— begin RECORDS SHOWN —
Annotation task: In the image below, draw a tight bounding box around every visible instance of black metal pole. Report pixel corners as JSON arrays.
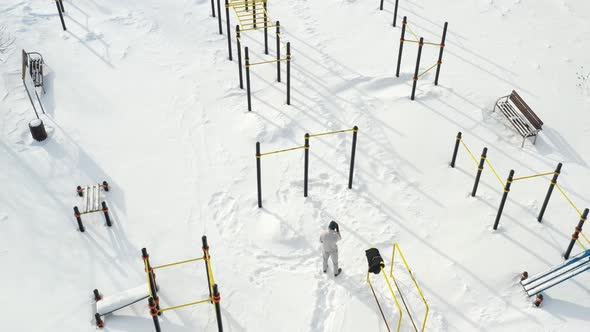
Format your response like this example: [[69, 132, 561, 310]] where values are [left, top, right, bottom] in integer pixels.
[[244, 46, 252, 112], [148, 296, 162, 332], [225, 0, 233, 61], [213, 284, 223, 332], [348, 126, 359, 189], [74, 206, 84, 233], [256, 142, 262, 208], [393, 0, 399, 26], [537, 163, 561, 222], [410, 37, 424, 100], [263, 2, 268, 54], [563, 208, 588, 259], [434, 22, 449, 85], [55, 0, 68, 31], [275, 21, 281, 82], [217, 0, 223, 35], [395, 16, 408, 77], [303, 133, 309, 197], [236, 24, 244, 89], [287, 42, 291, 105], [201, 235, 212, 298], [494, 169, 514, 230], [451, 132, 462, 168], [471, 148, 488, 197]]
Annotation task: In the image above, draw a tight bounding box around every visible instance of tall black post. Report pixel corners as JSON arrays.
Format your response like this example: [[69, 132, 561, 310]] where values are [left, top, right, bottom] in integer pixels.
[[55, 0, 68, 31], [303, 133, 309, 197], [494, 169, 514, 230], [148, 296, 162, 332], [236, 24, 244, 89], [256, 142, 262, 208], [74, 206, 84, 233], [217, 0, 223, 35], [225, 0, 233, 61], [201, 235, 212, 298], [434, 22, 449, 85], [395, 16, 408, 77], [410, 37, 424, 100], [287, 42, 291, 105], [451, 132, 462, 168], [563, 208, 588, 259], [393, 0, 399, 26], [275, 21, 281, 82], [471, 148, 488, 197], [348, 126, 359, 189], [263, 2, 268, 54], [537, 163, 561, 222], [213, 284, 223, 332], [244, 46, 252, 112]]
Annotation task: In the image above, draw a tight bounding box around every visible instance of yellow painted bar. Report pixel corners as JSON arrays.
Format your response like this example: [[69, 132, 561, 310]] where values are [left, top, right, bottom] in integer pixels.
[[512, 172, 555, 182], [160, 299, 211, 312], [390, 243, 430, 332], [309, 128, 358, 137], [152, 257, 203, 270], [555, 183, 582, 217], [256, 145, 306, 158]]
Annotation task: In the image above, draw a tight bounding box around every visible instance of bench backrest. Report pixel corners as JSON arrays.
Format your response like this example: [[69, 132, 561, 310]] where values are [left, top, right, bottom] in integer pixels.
— end RECORDS SHOWN —
— begin RECORDS SHOWN —
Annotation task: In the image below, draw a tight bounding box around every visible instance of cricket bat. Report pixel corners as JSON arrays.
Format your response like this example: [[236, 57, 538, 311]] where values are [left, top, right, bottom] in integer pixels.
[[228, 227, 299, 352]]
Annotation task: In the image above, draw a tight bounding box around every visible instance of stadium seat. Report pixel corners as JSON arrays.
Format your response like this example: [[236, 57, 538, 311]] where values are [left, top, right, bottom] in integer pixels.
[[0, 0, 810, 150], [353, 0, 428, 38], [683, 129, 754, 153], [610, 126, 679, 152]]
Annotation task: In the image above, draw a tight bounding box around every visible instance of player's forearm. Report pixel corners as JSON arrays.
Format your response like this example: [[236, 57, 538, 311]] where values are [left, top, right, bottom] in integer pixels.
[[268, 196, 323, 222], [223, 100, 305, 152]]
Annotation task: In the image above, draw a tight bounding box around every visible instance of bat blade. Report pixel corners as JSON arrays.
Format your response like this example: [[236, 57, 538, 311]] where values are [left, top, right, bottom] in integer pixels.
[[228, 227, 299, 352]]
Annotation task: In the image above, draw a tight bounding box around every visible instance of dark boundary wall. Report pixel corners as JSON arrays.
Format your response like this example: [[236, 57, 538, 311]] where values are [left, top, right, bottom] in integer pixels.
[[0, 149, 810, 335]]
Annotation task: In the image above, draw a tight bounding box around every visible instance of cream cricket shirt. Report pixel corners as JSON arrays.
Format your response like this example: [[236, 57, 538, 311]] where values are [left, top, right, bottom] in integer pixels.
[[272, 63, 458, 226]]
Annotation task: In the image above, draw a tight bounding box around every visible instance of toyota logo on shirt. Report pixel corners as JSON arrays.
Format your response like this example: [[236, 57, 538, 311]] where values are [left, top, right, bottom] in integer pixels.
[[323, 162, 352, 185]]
— end RECORDS SHOWN —
— begin RECORDS SHOWN —
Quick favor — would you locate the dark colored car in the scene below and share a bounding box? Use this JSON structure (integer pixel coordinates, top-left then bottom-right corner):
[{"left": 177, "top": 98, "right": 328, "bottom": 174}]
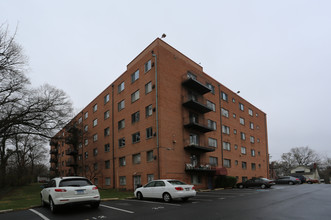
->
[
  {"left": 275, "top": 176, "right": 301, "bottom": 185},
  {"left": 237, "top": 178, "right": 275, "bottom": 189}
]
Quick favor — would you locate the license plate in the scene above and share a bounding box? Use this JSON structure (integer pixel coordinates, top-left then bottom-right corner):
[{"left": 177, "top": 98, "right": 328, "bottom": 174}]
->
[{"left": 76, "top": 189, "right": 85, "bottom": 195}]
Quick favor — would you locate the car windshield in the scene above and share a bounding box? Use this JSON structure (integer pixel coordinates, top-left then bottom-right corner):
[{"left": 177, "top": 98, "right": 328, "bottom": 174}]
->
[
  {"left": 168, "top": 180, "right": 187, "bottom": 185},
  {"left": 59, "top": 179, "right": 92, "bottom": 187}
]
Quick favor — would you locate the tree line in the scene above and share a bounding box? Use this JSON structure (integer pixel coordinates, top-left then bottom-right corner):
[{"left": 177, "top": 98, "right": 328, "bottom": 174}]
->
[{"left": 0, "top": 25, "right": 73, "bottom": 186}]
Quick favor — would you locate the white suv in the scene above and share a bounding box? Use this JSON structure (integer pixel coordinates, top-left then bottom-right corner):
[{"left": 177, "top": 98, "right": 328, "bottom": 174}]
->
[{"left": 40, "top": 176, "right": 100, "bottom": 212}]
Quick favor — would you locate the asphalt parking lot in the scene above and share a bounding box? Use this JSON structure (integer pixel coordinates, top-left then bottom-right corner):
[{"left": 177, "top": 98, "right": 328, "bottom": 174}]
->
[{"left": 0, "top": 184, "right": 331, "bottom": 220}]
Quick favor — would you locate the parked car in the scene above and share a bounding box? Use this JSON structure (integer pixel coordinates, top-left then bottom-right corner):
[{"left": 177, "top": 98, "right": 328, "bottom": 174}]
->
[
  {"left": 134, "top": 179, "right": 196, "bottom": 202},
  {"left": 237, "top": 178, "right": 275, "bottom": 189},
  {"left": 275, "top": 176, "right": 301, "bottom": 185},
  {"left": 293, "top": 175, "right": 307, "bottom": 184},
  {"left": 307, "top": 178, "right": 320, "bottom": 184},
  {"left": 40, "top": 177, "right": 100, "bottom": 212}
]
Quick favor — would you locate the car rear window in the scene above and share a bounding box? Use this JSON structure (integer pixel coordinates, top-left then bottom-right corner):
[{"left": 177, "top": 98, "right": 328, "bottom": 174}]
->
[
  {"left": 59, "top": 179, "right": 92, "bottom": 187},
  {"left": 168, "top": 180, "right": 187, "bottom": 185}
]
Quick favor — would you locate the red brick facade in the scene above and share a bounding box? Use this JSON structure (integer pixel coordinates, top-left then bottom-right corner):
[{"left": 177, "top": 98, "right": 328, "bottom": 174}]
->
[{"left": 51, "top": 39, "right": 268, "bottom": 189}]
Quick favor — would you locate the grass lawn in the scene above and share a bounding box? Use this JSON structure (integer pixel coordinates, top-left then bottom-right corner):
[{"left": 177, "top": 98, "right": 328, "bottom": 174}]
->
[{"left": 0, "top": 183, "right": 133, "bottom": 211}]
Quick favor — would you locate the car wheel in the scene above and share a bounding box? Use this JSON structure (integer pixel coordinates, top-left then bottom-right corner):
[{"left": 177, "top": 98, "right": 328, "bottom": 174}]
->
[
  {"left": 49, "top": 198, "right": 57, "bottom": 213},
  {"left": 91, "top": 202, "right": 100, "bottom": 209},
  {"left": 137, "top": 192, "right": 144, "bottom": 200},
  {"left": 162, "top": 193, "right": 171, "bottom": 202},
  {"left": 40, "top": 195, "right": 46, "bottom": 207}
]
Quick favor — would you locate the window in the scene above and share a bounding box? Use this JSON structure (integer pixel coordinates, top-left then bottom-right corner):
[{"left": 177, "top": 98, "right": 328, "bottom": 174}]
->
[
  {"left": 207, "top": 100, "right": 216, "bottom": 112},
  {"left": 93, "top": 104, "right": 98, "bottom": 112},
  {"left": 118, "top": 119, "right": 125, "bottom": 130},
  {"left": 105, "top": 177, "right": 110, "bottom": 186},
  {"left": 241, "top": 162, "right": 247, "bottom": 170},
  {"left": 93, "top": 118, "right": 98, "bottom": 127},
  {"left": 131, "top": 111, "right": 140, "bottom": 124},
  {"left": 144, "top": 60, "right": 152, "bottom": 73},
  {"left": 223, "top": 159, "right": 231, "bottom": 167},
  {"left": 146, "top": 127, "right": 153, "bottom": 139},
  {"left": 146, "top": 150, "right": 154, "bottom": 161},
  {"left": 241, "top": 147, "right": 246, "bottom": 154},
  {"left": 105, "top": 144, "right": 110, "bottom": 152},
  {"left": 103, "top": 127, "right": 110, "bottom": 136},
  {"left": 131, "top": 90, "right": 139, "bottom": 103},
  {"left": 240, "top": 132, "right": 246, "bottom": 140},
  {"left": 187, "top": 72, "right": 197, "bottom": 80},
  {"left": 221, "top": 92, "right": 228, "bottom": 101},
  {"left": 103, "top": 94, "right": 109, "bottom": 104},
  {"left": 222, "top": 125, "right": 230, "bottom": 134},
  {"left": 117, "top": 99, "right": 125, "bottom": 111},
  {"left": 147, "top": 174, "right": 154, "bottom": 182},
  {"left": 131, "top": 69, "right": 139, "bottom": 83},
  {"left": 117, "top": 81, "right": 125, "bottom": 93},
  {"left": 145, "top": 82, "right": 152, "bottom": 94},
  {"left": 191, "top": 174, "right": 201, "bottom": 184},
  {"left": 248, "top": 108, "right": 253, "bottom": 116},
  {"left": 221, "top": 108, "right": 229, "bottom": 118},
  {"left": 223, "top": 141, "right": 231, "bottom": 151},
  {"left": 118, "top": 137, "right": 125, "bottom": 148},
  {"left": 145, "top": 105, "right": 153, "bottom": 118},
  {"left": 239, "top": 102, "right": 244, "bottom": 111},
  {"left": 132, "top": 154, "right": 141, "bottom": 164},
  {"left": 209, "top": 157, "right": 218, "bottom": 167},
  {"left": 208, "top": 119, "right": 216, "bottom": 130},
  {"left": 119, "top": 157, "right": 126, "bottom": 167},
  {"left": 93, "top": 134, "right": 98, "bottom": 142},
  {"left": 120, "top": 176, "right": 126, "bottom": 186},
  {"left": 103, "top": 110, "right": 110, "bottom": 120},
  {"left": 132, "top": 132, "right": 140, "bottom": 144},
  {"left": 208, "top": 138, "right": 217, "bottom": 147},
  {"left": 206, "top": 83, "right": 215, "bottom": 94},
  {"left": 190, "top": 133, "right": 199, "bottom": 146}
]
— end RECORDS SHOWN —
▶ _WHAT YOU NEED TO DO_
Quote verbatim the lines from the one containing "on shirt. Report pixel corners as JSON arrays." up to and including the one containing "[[323, 162, 352, 185]]".

▶ _ANSWER FOR THE TASK_
Annotation task: In the image above, draw a tight bounding box around every visible instance of toyota logo on shirt. Report pixel corners as JSON arrays.
Format your response like this example: [[236, 57, 538, 311]] where values are [left, top, right, bottom] in integer pixels.
[[323, 162, 352, 185]]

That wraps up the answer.